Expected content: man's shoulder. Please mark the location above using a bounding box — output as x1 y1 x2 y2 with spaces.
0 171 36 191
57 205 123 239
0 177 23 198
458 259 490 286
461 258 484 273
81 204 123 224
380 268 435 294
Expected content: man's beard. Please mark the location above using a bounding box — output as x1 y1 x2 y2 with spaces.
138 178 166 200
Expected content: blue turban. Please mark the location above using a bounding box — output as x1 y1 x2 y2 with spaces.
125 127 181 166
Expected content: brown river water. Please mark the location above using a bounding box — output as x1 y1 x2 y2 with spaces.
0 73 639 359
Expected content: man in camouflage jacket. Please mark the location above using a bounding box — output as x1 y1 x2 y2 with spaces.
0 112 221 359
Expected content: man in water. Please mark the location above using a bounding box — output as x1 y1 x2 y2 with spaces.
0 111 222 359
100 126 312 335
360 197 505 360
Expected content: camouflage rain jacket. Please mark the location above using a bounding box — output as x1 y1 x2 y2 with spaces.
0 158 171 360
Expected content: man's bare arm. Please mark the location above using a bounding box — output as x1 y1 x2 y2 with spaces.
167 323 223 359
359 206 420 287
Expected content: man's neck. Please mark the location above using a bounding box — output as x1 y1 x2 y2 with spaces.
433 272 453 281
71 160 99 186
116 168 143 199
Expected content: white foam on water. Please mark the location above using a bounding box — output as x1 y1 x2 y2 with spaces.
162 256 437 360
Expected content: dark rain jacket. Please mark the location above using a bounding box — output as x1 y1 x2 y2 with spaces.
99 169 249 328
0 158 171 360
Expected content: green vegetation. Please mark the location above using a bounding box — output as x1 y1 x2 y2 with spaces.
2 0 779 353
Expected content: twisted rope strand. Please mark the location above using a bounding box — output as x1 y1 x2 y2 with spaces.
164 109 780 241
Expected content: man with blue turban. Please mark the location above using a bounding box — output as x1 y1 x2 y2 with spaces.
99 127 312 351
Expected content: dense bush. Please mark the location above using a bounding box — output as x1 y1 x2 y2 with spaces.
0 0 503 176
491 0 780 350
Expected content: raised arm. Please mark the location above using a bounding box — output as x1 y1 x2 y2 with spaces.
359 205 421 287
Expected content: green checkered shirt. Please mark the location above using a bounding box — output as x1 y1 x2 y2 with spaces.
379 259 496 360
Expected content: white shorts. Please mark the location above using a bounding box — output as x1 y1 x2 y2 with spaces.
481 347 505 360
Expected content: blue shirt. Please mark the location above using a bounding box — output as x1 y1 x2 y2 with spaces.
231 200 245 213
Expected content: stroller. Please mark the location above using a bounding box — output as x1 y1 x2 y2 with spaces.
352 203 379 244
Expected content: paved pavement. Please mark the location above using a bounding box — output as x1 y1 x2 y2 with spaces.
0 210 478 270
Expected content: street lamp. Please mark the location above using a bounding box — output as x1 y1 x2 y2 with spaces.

What this task involves: Give the complete listing a second time, exactly as it reads.

The completed task:
Expected content: man's shoulder. Please mark the location above using a bounding box — output as x1 y1 x2 y2 with spaces.
0 171 36 191
57 205 123 239
0 177 23 198
458 259 490 286
461 258 484 273
81 204 123 224
380 268 435 294
Expected content: man's beard. Please mark the location above using a bounding box — output as x1 y1 x2 y2 with spaces.
138 178 166 200
Expected content: blue turban. Please mark the location above using a bounding box — output as x1 y1 x2 y2 with spaces.
125 127 181 166
Expected content: brown river water. Please mark the location above using a bounding box — output as x1 y1 x2 y2 with spaces.
0 73 639 359
Expected content: man in camouflage jacket. Please mark the location above using a bounding box — output as x1 y1 x2 y2 with spaces.
0 112 221 359
Expected content: man in water. Please mark the location above using a bounding box — output as x1 y1 x2 y2 with spaces.
0 111 222 359
100 126 312 335
360 197 505 360
Expected content: camouflage rain jacket. Please mark the location above using a bounding box — output as x1 y1 x2 y2 with spaces.
0 158 171 360
Expected content: man's bare arm. Please mark the location above using a bounding box — output as x1 y1 x2 y2 with spaces.
167 323 223 359
359 206 420 287
Expected content: man's neck. Please mark the location above using a bounding box — output as x1 y1 x2 y2 with spaces.
433 272 453 281
71 160 99 186
116 168 143 199
Expected content: white foam on water. Please mark the location above using a bounding box — output as x1 y1 x2 y2 with spaces.
162 256 437 360
Expected content: dark rain jacket. Please mark the location above using a bounding box — output as x1 y1 x2 y2 with spaces.
99 169 249 328
0 158 171 360
Expected content: green vegetation. Please mark the location above using a bounding box — output as x1 y1 x2 y2 with spaces.
2 0 779 353
Expected content: twisted rope strand. Please mark the location above using a bounding box — output as x1 y1 x2 y2 with spaces.
164 109 780 241
Expected content: man with blue turban. Please mark the location above using a bounding box — output as x1 y1 x2 y2 with spaces.
99 127 312 351
Expected content: dense bush. Please mark the location above using a bounding box — output as x1 y1 x2 y2 with spaces.
0 0 503 176
491 0 780 350
Expected content: raised arm. Please mark the location above using a bounding box — output as x1 y1 x2 y2 with spaces.
359 205 421 287
Expected content: green checkered shirt. Please mark the location above using a bounding box — output as x1 y1 x2 y2 with spaces.
379 259 496 360
Expected content: white shorts. Please mark the location above using a bounding box — output as x1 y1 x2 y2 with spaces.
481 347 505 360
Expected content: blue shirt. Please mark the location above using a bounding box — output as x1 y1 x2 y2 with spaces.
231 200 245 213
Expected content: stroller. Please mark the location above using a bounding box — output as x1 y1 x2 y2 with spaces.
352 203 379 244
Expected content: paved pavement. Please mark the location above using a bounding box — output as x1 y1 x2 y2 with spaces.
0 210 478 270
Expected content: street lamp. Please mark the location above using a bounding box — output as x1 y1 x2 y2 with spaces.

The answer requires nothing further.